--- begin Exercise input ---

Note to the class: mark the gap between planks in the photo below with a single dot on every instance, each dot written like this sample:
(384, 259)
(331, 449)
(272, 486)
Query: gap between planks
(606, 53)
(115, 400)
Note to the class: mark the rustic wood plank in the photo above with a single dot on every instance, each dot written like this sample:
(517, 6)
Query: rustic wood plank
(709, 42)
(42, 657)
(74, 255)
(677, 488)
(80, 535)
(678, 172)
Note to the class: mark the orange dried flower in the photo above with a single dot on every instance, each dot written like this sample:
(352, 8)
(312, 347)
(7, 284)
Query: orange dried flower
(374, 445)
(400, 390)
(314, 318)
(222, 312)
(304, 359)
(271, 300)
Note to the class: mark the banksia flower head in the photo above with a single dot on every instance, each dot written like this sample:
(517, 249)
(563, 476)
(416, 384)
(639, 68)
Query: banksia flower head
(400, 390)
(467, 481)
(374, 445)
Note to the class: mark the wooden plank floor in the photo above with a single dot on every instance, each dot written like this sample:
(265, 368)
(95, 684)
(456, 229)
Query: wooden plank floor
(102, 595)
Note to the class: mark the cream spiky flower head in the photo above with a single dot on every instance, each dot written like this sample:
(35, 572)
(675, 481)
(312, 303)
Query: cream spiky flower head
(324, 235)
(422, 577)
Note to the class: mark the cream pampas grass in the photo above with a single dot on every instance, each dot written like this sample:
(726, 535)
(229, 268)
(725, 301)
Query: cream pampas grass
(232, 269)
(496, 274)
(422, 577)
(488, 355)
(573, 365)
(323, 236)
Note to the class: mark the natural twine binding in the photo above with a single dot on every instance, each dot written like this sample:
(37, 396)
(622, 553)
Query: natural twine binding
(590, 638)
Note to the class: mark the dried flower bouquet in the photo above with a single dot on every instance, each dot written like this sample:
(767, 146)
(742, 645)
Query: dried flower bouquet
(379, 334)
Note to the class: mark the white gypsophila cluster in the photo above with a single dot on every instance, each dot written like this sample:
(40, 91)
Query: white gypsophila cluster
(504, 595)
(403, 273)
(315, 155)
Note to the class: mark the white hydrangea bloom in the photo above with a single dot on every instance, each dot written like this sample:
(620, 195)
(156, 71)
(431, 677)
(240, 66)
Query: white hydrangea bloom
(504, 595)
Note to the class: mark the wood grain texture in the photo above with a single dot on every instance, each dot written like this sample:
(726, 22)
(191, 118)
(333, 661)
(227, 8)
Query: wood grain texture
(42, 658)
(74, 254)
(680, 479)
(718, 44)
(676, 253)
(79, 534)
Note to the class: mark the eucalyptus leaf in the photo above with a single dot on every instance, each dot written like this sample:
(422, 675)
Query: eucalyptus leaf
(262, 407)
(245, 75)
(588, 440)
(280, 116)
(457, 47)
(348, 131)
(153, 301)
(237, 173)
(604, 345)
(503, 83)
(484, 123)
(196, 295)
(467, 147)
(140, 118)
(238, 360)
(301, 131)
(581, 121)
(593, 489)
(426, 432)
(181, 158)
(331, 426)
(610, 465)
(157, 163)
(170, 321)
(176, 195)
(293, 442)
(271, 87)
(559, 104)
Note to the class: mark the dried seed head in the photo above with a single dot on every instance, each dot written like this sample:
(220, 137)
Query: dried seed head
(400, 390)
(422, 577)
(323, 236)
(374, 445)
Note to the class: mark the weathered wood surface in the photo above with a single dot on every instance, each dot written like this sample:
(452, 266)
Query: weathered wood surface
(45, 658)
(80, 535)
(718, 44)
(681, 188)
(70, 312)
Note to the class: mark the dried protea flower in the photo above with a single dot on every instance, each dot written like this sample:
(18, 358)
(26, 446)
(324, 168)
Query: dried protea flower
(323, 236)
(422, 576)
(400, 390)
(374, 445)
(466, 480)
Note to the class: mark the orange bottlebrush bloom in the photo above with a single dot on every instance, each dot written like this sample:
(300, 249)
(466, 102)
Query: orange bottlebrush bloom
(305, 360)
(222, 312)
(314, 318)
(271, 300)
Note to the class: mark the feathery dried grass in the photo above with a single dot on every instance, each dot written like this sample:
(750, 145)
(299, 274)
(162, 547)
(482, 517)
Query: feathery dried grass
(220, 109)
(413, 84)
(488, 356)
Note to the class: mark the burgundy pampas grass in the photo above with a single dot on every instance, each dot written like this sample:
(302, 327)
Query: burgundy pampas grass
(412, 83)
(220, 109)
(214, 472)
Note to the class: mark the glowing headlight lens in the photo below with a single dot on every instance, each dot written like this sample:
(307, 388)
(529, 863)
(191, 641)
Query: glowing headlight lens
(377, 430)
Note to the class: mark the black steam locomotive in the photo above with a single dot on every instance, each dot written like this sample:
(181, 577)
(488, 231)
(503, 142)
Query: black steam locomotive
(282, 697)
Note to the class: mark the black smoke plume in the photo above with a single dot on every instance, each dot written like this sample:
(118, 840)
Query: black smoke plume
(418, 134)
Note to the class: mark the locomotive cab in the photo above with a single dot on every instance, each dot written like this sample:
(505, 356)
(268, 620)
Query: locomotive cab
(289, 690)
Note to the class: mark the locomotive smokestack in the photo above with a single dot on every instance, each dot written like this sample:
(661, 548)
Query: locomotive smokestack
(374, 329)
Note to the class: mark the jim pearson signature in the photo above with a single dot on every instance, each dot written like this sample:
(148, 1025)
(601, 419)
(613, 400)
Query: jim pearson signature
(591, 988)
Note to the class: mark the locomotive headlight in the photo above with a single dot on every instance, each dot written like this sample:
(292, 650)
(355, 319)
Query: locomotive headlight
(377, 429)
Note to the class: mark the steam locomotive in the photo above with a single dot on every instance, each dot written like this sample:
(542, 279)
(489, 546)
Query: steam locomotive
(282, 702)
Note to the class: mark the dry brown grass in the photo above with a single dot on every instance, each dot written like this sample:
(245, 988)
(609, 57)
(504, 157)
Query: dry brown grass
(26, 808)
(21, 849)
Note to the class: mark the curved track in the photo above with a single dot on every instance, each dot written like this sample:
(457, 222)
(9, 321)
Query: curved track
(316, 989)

--- end Exercise input ---

■ **Problem to work on**
Your task is to retype all the records above with nothing left out.

■ **Exercise result**
Note to the class: mark the gap between planks in the photo below with a single dot on every instance, each dot written like this sample:
(384, 259)
(331, 449)
(272, 486)
Query: gap between planks
(606, 53)
(115, 400)
Note to the class: mark the rustic wood plank in the photo above with a single dot on every instance, each dot written like this sample:
(517, 6)
Query: rustic wood plank
(709, 42)
(42, 657)
(74, 255)
(677, 488)
(80, 535)
(678, 172)
Note to the class: mark the orange dried flower in the photo above with a single dot on every instance, each dot written like this sample:
(352, 8)
(312, 347)
(7, 284)
Query: orange dried flower
(374, 445)
(400, 390)
(314, 318)
(222, 312)
(304, 359)
(271, 300)
Note to the class: mark the banksia flower head in the photo above with a single dot on every instance, each dot written like this sample:
(517, 249)
(563, 476)
(416, 384)
(639, 68)
Query: banksia flower head
(400, 390)
(467, 481)
(374, 445)
Note to the class: mark the wooden plank floor in the photo above with a single dot on every instance, each dot written like this sample:
(265, 368)
(95, 684)
(456, 229)
Query: wooden plank floor
(102, 595)
Note to the class: mark the cream spiky flower head in the photo above with a single dot on every instance, each dot written like this sample:
(35, 572)
(675, 481)
(312, 303)
Query: cream spiky flower head
(324, 235)
(422, 577)
Note to the class: mark the cream pampas grass in the photo above with a single dot on every instance, each dot written like this sample:
(726, 535)
(229, 268)
(725, 301)
Query: cream pampas grass
(232, 269)
(496, 274)
(422, 577)
(488, 355)
(573, 365)
(323, 236)
Note to the class: mark the natural twine binding in the photo above with a single dot on every instance, each dot written like this sample:
(37, 396)
(622, 553)
Query: natural twine binding
(590, 638)
Note to the class: mark the dried flower bouquet in the photo above with a single dot on every instance, each dot written like this sample:
(767, 146)
(742, 645)
Query: dried flower bouquet
(379, 334)
Note to the class: mark the white gypsophila cluster in the photo above with a single dot on every instance, each dot written like this sample:
(40, 91)
Query: white gypsophila cluster
(504, 595)
(403, 273)
(315, 155)
Note to the class: mark the white hydrangea bloom in the photo above with a single dot on every instance, each dot written like this sample:
(620, 195)
(156, 71)
(431, 677)
(240, 66)
Query: white hydrangea bloom
(504, 595)
Note to the class: mark the wood grain texture in the photo above with a single dot on every instance, each dot written like this sample:
(726, 22)
(191, 118)
(333, 661)
(227, 8)
Query: wood grain texture
(42, 658)
(74, 254)
(680, 479)
(718, 44)
(676, 253)
(79, 534)
Note to the class: mark the eucalyptus leaf in the photo above with a single dot on every instance, each dot written like this sample:
(422, 675)
Query: eucalyptus leaf
(262, 407)
(245, 75)
(588, 440)
(280, 116)
(457, 47)
(348, 131)
(153, 301)
(237, 173)
(604, 345)
(503, 83)
(484, 123)
(196, 295)
(467, 147)
(140, 118)
(238, 360)
(301, 131)
(581, 121)
(593, 489)
(426, 432)
(181, 158)
(331, 426)
(610, 465)
(157, 163)
(170, 321)
(176, 195)
(293, 442)
(271, 87)
(559, 104)
Note to the class: mark the dried seed head in the photo above with a single dot on every instance, each dot written like this sample:
(220, 137)
Query: dried seed head
(400, 390)
(422, 577)
(323, 236)
(374, 445)
Note to the class: mark the weathered wood surface in the photo above with a single dot on every instance, each dot written like this sample:
(452, 266)
Query: weathered wood surface
(45, 658)
(80, 535)
(718, 44)
(681, 188)
(70, 312)
Note to the class: mark the dried protea flower in the photo above with a single dot on every instance, each dot written like this sample:
(18, 358)
(26, 446)
(324, 168)
Query: dried protea flower
(323, 236)
(422, 576)
(400, 390)
(374, 445)
(466, 480)
Note to the class: mark the orange bottlebrush bloom in the photo above with a single dot on every instance, each dot written like this sample:
(300, 249)
(466, 102)
Query: orange bottlebrush bloom
(305, 360)
(222, 312)
(314, 318)
(271, 300)
Note to the class: mark the feathery dried grass in the photo above with a single dot on every instance, each dot written like this sample:
(750, 145)
(299, 274)
(162, 547)
(482, 517)
Query: feathery dried grass
(220, 109)
(413, 84)
(488, 356)
Note to the class: mark the burgundy pampas grass in the photo above with a single dot on every instance, each dot written like this sample:
(302, 327)
Query: burgundy pampas grass
(412, 83)
(220, 109)
(214, 472)
Note to the class: mark the glowing headlight lens in the photo below with a single dot on every instance, each dot written like this sample:
(307, 388)
(529, 863)
(191, 641)
Query: glowing headlight lens
(377, 430)
Note to the class: mark the black steam locomotive in the photo above with a single dot on every instance, each dot written like this sample:
(181, 577)
(488, 231)
(503, 142)
Query: black steam locomotive
(282, 697)
Note to the class: mark the black smoke plume in the photo above with a single dot on every instance, each dot written like this sample:
(118, 840)
Query: black smoke plume
(418, 134)
Note to the class: mark the locomotive cab in the photo above with a single dot on every instance, each dot written like this sample:
(505, 356)
(268, 620)
Query: locomotive cab
(289, 690)
Note to the class: mark the locomotive smokestack in the photo above with a single dot on every instance, each dot written like this sample:
(661, 548)
Query: locomotive smokestack
(374, 329)
Note to the class: mark the jim pearson signature in the photo above with a single dot on every instance, each dot written like this sample:
(148, 1025)
(601, 419)
(613, 400)
Query: jim pearson signature
(591, 988)
Note to the class: mark the locomotive headlight in the photo above with a single dot on every instance, each dot written like this sample:
(292, 650)
(355, 319)
Query: locomotive headlight
(377, 429)
Note to the class: mark the steam locomotive in the photo above with a single dot on every instance, each dot written like this sample:
(542, 279)
(489, 546)
Query: steam locomotive
(282, 702)
Note to the class: mark the dry brown grass in the photo above with a single dot on every instance, each dot written like this sample:
(245, 988)
(609, 57)
(504, 157)
Query: dry brown grass
(26, 808)
(21, 849)
Note to the class: mark the curved track in the photo above with a single dot on every instance, each dot written like this sample:
(457, 222)
(9, 321)
Query: curved track
(316, 989)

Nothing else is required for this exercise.